Apple remove recurso de criptografia em iCloud no Reino Unido após ordem de porta clandestina.

E se suas fotos, mensagens e dados pessoais fossem acessados por terceiros sem o seu conhecimento? Em um mundo cada vez mais digitalizado, a criptografia de ponta a ponta é um dos principais recursos para proteger nossa privacidade e segurança digital. No entanto, uma decisão recente do Reino Unido abalou as bases dessa proteção, abrindo espaço para ações de vigilância que podem ser bastante preocupantes, ainda mais em termos de investigações criminais. Como isso pode impactar o mundo?

O Caso Apple no Reino Unido

No dia 21 de fevereiro de 2025, a Apple removeu seu recurso de segurança avançada, Advanced Data Protection (ADP), no Reino Unido, após ordem do governo daquele país para que a empresa criasse uma porta clandestina (“backdoor”) para acessar os dados dos usuários. O ADP oferecia criptografia de ponta a ponta para quaisquer dados armazenados no iCloud, incluindo fotos, notas, backups de dispositivos e mensagens de texto. A decisão de remover essa funcionalidade vem como uma resposta à exigência governamental, e a Apple expressou seu desapontamento com a medida, destacando a crescente ameaça às privacidades dos usuários no Reino Unido.

Com a remoção do ADP, o governo do Reino Unido terá maior facilidade para solicitar dados de usuários, o que levanta preocupações sobre a privacidade dos consumidores. A empresa já havia criticado um projeto de lei do Parlamento britânico que buscava acesso a dados dos usuários, afirmando que isso representaria uma violação significativa de direitos e uma ameaça à segurança global.

A ordem do Reino Unido faz parte da aplicação da Lei de Poderes Investigativos, que concede ao governo autoridade para forçar empresas a removerem criptografia. A Apple respondeu a essa medida afirmando que proteger a privacidade dos usuários é uma prioridade central da empresa. A empresa também mencionou que os clientes que já usam o ADP precisarão desativá-lo manualmente, mas não poderão contar com a desativação automática pela empresa.

O argumento central das autoridades para essa pressão foi de que a criptografia é como um obstáculo para a vigilância em massa e programas de combate ao crime.

§ Itens

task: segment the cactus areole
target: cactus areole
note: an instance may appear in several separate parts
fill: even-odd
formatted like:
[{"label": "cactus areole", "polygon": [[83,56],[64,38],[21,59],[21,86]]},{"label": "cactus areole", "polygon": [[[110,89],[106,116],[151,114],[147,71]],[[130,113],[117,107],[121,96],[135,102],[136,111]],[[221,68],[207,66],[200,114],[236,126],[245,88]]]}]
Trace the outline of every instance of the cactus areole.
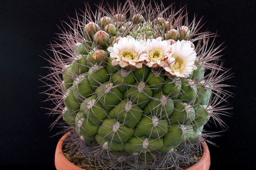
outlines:
[{"label": "cactus areole", "polygon": [[42,79],[51,113],[59,115],[52,125],[69,132],[65,148],[88,168],[196,163],[209,135],[204,126],[211,119],[225,125],[219,114],[229,108],[222,82],[229,74],[216,35],[199,32],[201,19],[189,22],[185,7],[144,2],[102,4],[96,14],[86,6],[51,46]]}]

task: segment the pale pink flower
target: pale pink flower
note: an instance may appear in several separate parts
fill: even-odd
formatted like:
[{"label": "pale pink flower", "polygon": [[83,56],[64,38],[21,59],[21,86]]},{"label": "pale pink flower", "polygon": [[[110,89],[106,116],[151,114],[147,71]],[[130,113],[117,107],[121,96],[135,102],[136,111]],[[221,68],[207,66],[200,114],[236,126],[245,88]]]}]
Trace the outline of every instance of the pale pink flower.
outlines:
[{"label": "pale pink flower", "polygon": [[196,69],[194,65],[196,54],[193,49],[190,43],[184,40],[172,44],[172,55],[165,60],[163,66],[166,73],[177,77],[189,77],[193,70]]},{"label": "pale pink flower", "polygon": [[162,41],[162,38],[148,39],[145,44],[147,56],[145,64],[149,67],[162,67],[164,64],[165,58],[171,55],[172,46],[170,41]]},{"label": "pale pink flower", "polygon": [[119,38],[117,43],[113,47],[109,47],[110,57],[113,59],[113,65],[119,65],[122,67],[135,67],[140,68],[146,59],[146,54],[143,53],[145,49],[145,42],[136,40],[131,36]]}]

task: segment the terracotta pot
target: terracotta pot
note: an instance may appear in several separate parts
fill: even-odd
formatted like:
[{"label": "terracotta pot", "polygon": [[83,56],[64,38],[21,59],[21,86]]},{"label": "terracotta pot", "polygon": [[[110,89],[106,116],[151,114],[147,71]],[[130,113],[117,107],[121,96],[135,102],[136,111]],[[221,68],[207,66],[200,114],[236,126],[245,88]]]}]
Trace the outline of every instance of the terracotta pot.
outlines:
[{"label": "terracotta pot", "polygon": [[[57,170],[84,170],[69,162],[66,158],[62,152],[62,146],[63,140],[68,137],[65,135],[60,138],[57,144],[55,152],[55,166]],[[204,142],[204,150],[205,151],[202,158],[193,166],[187,169],[187,170],[207,170],[210,167],[211,163],[210,154],[208,147],[205,142]]]}]

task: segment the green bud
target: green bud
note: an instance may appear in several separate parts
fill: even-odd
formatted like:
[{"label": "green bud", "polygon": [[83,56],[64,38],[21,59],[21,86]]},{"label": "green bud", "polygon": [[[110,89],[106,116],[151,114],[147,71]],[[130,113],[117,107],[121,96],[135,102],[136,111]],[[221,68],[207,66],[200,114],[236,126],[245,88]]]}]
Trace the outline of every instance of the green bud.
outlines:
[{"label": "green bud", "polygon": [[179,29],[179,40],[187,40],[189,36],[190,30],[188,29],[188,27],[182,26]]},{"label": "green bud", "polygon": [[89,41],[92,41],[93,35],[100,29],[100,27],[97,24],[91,22],[87,24],[84,30],[85,38]]},{"label": "green bud", "polygon": [[99,49],[107,48],[110,45],[109,35],[104,31],[99,31],[94,35],[94,40],[97,46],[99,46]]},{"label": "green bud", "polygon": [[112,24],[109,24],[105,26],[104,30],[109,34],[112,35],[115,35],[116,33],[116,28],[114,25]]}]

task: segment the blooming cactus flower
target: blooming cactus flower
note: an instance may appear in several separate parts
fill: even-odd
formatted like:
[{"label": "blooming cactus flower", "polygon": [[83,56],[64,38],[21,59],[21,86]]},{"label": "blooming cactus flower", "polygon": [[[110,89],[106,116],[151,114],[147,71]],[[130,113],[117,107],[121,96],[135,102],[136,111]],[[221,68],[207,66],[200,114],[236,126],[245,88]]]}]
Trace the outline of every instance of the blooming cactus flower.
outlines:
[{"label": "blooming cactus flower", "polygon": [[131,36],[120,37],[118,43],[108,48],[110,57],[113,59],[112,65],[119,64],[123,68],[130,66],[141,68],[147,55],[143,53],[146,48],[145,44],[143,40],[135,40]]},{"label": "blooming cactus flower", "polygon": [[197,68],[194,65],[196,54],[193,49],[190,43],[184,40],[173,44],[172,55],[165,60],[163,66],[166,73],[182,78],[189,76],[193,70]]},{"label": "blooming cactus flower", "polygon": [[164,58],[171,55],[172,46],[170,41],[161,40],[162,37],[159,37],[156,39],[148,39],[147,43],[145,64],[149,67],[155,68],[157,66],[162,67],[164,64]]}]

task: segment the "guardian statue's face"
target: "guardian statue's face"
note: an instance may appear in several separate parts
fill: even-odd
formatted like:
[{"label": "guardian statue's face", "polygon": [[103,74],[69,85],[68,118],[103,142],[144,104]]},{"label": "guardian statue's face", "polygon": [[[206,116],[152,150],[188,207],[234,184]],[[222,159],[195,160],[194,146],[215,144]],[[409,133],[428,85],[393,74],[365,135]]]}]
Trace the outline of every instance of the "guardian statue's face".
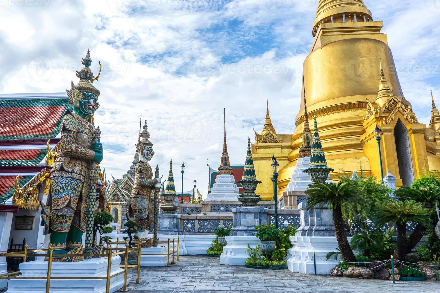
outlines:
[{"label": "guardian statue's face", "polygon": [[153,155],[154,154],[154,152],[153,150],[153,147],[149,145],[145,147],[143,149],[143,157],[145,159],[150,161],[153,158]]},{"label": "guardian statue's face", "polygon": [[80,94],[82,98],[79,102],[80,111],[89,116],[93,115],[95,111],[99,108],[99,103],[98,102],[98,97],[94,94],[81,91]]}]

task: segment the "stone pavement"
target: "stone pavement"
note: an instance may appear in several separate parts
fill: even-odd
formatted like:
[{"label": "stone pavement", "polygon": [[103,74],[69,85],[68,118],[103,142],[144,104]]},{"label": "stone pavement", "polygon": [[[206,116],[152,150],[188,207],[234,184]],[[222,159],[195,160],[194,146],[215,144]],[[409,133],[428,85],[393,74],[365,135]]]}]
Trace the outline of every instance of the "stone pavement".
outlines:
[{"label": "stone pavement", "polygon": [[185,256],[170,267],[143,267],[141,284],[135,284],[136,270],[129,273],[131,292],[440,292],[440,282],[400,282],[314,276],[287,270],[249,269],[220,265],[219,259]]}]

§ Tarefas a cumprir
(a) Segundo o trecho fornecido, em que data a Apple removeu o Advanced Data Protection no Reino Unido?
(b) Resuma em menos palavras o parágrafo do trecho fornecido que começa com "Com a remoção do ADP", mantendo os fatos principais.
(c) Edite a parte do trecho fornecido entre "A ordem do Reino" e "combate ao crime.", inclusive, trocando "vigilância em massa" por "vigilância generalizada".

§ Respostas por tarefa
(a) Em 21 de fevereiro de 2025.

(b) Sem o ADP, o governo do Reino Unido poderá pedir dados de usuários com mais facilidade, o que gera preocupações com a privacidade. A Apple já havia criticado um projeto de lei do Parlamento britânico que buscava acesso a esses dados. Segundo a empresa, ele seria uma violação significativa de direitos e uma ameaça à segurança global.

(c)
A ordem do Reino Unido faz parte da aplicação da Lei de Poderes Investigativos, que concede ao governo autoridade para forçar empresas a removerem criptografia. A Apple respondeu a essa medida afirmando que proteger a privacidade dos usuários é uma prioridade central da empresa. A empresa também mencionou que os clientes que já usam o ADP precisarão desativá-lo manualmente, mas não poderão contar com a desativação automática pela empresa.

O argumento central das autoridades para essa pressão foi de que a criptografia é como um obstáculo para a vigilância generalizada e programas de combate ao crime.